* _PROBLEM DETAILS_
Retype the passage on software metrics word for word, beginning at the words "Halstead proposed a" and stopping after the words "the program’s language.".

Halstead proposed a precise way of measuring a program’s size [28]. To do this, he considered that the code comprises units that called operators and operands, similar to the tokens that a compiler can distinguish in that code [29]. Additionally, these operators and operands do not always contribute equally to complexity. It is necessary to consider, in addition to the total number of elements, that is, operands and operators, the number of these that are different, that is, the program’s language.

Table 6. Halstead metrics.

ID	Measure Type	Attribute	Value Type
1	Base	Unique operators	numeric
2	Base	Unique operands	numeric
3	Base	Total operators	numeric
4	Base	Total operands	numeric
5	Derived	N (operators + operands)	numeric
6	Derived	Volume	numeric
7	Derived	Program length	numeric
8	Derived	Difficulty	numeric
9	Derived	Intelligence	numeric
10	Derived	Effort to write a program	numeric
11	Derived	Time to write a program	numeric
12	Derived	Halstead metric	numeric

shows the base and derived attributes of Halstead metrics.

4.3. Complementary Metrics

Five of the remaining six metrics refer to lines of code, and one to branch count.

Table 7. Complementary metrics.

ID	Measure Type	Attribute	Value Type
1	McCabe	Line count of code	numeric
2	Halstead	Line count	numeric
3	Halstead	Comment lines count	numeric
4	Halstead	Blank lines Count	numeric
5	Halstead	Code and Comment	numeric
6	-	Branch count	numeric

shows the characteristics of the last metrics, where it can be seen that for the code line count, one is also proposed by McCabe and four by Halstead. The branch count is taken from the flow graph.

4.4. Preprocessing Data

Once we have the data, we only check for missing data. Although outliers were identified in the data sets, since we did not collect the data, we decided not to remove them as we are unsure if they were capture errors or atypical data (outliers). This is a disadvantage of taking public data captured by other people since we do not have access to the projects.

* _PROVIDED DATA_
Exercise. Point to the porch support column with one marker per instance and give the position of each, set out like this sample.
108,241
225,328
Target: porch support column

* _FINAL RESULT_
Halstead proposed a precise way of measuring a program’s size [28]. To do this, he considered that the code comprises units that called operators and operands, similar to the tokens that a compiler can distinguish in that code [29]. Additionally, these operators and operands do not always contribute equally to complexity. It is necessary to consider, in addition to the total number of elements, that is, operands and operators, the number of these that are different, that is, the program’s language.